-- START OF Quoted text --

Already, it is charged, the Government has compelled the lines to surrender 115 ships, or 32 percent of all available equipment.
Yet, in puzzling contrast to these demands for ships, is the evidence gathered by Col. Edgar S. Gorrell, president of the association, and several leaders of the air lines.
This evidence, as revealed to the New York Journal-American, shows:
1. About 200 Hudson bombers, made by Lockheed, are lying idle on airfields and even in vacant lots in New York, Miami, New Orleans, and Burbank, Calif.
2. These ships were made for British bombing use but have not been moved for 6 weeks and more.
3. In a letter written by executives of Lockheed to officials of 0. P. M., it was stated that these bombers could be converted within 5 days, into troop transports by installing "jump seats.”
4. Photographs have been taken of these idle bombers and also of surrendered air line planes which were claimed by the Government 6 weeks ago and have not been used since.
5. Although American air-line groups, in surrendering their best planes, have been forced to discontinue many regular flights and have admitted the passengers “margin of safety” may be decreased, Canadian air lines have expended and a completely new outfit, Trans-Canada has come into being.
“It seems peculiar," one air line official stated, “that we are called upon to cut deeply into our passenger service when England is managing to keep so many of its commercial lines open.
"Recently, although several American companies were trying to obtain an 0. K. on this route, Trans-Canada, a Canadian air-line firm, received ships and permission for the run from Toronto to New York. They now have increased to three round trips daily. They, at least, have the ships to do it."
Think of it. Our commercial air lines forced to reduce service to their clients, while a Canadian line, flying between New York and Toronto, increases its daily round trips. I suppose if this property seizure bill (S. 1579), becomes law, there will soon be an air line between Vladivostok, Russia, and Nome, Alaska, operating with plenty of ships, while our commercial air lines further reduce their service and margin of safety for our people in order to give troopcarriers to the Soviet.
I wonder how many of you have read the recent report of the House Military Affairs Committee on its investigation into the national-defense and lend-lease programs. There are many things of great importance in that report, but there is one particular thing I would like to mention. That is the committee's report relative to the aluminum shortage.
According to the newspaper story on this report that appeared in the New York Sunday American of June 28, the committee said:
The situation in regard to aluminum is more critical still. The aluminum industry relies on power, electric power. The unwillingness of some Government officials to provide hydroelectric energy from Government dams in such an emergency as exists today is at least short-sighted.
The committee then placed the blame for such refusal squarely upon the shoulders of Secretary of the Interior Ickes, and said:
Whatever may be the merits of any controversy between these so-called monopolies and the administration, it is the sense of this committee that a squabble at this time on the subject of monopoly is a tragic and sorry spectacle indeed.

-- END OF Quoted text --

> **Task description**:
Carry on the passage about airline planes and the aluminum shortage, picking up after its final sentence.

-- START OF Dataset --

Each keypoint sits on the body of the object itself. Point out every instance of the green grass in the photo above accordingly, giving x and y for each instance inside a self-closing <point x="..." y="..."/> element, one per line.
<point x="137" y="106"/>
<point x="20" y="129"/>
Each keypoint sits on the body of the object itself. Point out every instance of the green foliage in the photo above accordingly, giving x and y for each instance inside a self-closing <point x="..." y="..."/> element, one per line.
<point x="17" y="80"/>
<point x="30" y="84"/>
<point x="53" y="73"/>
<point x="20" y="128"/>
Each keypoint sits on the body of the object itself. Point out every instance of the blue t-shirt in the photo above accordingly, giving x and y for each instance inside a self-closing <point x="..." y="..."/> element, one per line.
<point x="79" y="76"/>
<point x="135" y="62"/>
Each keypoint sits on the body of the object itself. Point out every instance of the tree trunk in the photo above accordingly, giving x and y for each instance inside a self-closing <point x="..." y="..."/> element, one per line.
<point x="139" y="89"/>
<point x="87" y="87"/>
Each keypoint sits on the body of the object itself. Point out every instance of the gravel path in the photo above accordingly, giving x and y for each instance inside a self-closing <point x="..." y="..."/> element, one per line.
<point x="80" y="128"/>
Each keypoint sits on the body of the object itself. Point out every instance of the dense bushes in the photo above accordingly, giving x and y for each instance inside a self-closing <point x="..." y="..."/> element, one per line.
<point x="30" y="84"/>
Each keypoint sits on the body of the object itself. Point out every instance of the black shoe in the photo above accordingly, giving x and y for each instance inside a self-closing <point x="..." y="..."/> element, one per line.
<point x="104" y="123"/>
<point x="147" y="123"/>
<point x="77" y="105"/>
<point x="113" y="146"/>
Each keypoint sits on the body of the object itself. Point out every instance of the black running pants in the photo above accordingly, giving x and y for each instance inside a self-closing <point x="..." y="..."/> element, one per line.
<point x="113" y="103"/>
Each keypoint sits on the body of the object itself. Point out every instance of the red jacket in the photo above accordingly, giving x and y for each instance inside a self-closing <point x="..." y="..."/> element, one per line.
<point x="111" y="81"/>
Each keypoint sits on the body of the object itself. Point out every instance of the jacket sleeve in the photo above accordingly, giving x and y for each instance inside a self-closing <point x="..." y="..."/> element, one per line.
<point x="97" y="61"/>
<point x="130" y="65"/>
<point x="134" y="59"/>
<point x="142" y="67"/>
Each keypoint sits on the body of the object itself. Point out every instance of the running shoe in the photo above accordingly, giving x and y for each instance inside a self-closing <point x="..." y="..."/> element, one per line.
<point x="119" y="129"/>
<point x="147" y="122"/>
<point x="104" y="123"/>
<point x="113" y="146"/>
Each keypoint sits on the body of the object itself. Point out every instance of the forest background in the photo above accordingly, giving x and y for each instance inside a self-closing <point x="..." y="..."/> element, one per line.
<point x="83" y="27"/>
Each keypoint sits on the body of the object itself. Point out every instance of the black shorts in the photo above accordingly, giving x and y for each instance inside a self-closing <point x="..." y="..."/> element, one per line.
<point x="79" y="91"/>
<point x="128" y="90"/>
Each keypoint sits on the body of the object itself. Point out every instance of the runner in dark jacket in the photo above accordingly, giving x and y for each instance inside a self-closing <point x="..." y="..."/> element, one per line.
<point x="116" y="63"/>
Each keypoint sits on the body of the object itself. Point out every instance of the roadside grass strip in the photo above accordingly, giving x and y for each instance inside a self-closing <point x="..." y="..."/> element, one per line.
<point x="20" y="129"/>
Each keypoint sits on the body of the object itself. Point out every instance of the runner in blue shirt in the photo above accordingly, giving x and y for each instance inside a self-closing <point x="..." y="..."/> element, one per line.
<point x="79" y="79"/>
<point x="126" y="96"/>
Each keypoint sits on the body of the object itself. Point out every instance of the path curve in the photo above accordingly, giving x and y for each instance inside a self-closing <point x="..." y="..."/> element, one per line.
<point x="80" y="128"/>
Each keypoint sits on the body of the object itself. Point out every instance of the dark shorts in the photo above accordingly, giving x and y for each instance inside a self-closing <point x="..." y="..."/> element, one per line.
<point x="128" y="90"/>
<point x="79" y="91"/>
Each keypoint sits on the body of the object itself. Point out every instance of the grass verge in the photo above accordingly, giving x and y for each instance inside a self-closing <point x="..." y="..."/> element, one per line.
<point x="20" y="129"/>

-- END OF Dataset --

> **Answer to the task**:
Why did Mr. Ickes refuse to grant power rights to the aluminumproducing industry? Was he advised by Mr. Jones, of the O. P. M. ? Not Jesse Jones, Secretary of Commerce, but John C. Jones, in charge of aluminum and similar production for the Office of Production Management. Will we soon learn that the reputed aluminum shortage in this country is the result of action similar to that described on the House floor on June 19 of this year by Congressman Martin L. Sweeney, Ohio Democrat, when he said:
Mr. Speaker, a group of businessmen in my district, willing to put up capital to help our national defense, came to Washington to secure priority on steel and power from the Boulder Dam. They were to engage in the business of extracting magnesium from certain deposits in Nevada. They asked for no money from the Government. They were finally turned over to John C. Jones, an Englishman, not a citizen of the United States, employed in the 0. P. M. He told these men they could not secure the power or the priority. How do you like that,an alien telling our citizens what they can or cannot do.
Now, this Englishman, Jones, is not a citizen of the United States; therefore he cannot take an oath of office. He is getting his per diem from the United States Government. In due time, Mr. Speaker, I shall demand a thorough investigation. It looks to me as if the British have taken over the United States without firing a shot.
Mr. Speaker, these reputable Cleveland businessmen, to whom I refer have a process to extract magnesium, a metal that is rare and vitally necessary to national defense. My information is that because they refused to disclose this formula to the English technnical adviser, Mr. Jones, who is employed in the aluminum section of the 0. P. M., they were refused a certificate of convenience and necessity to secure power from Boulder Dam to go into production.
Boulder Dam is a project built by the taxpayers of America, and I vigorously object to any alien, no matter who he is, making final decisions on the question of the power that we taxpayers of America helped to create. The suspicion is prevalent among many Members of Congress that British capital and in many cases money furnished by the United States Government to British capital seeks to control the production of aluminum and magnesium in this country.
To me it seems to be dangerous, to say the least, for the Government to permit employment of aliens who, however, sincere they may be, would be inclined to discriminate in favor of their own nationals against citizens of this country.
The information furnished me on this British subject, Mr. Jones, is that he was employed as a metallurgist in the British Aluminum Co., Ltd., Warrington, England, and also consulting metallurgist, Arthur Seligman & Co., Ltd., New York City.
I make no complaint about the British Purchasing Commission, who are employing hundreds of their nationals here in Washington, so long as they are paid by the British Government, but I strenuously object to any agency of our Government delegating final authority to an alien to dictate to American businessmen. Just as the precious metal of magnesium shines, equally does this disclosure, in my opinion, stink.
It sounds unbelievable, doesn't it, that a British citizen, an executive of British Aluminum Co., Ltd., paid by our taxpayers' money, is in such a position, and being paid by our taxpayers' money. The same edition of the New York Sunday American, June 28, informs us in an Associated Press story from Washington that the Government now is going to erect several aluminum-producing plants to eliminate this alleged shortage. The story informs us that the plants will be built and owned by the Government, but operated by private firms under lease. Who will elect those private firms! Mr. John C. Jones, of Warrington, England? Is this what we may expect under this property seizure bill, S. 1579 ?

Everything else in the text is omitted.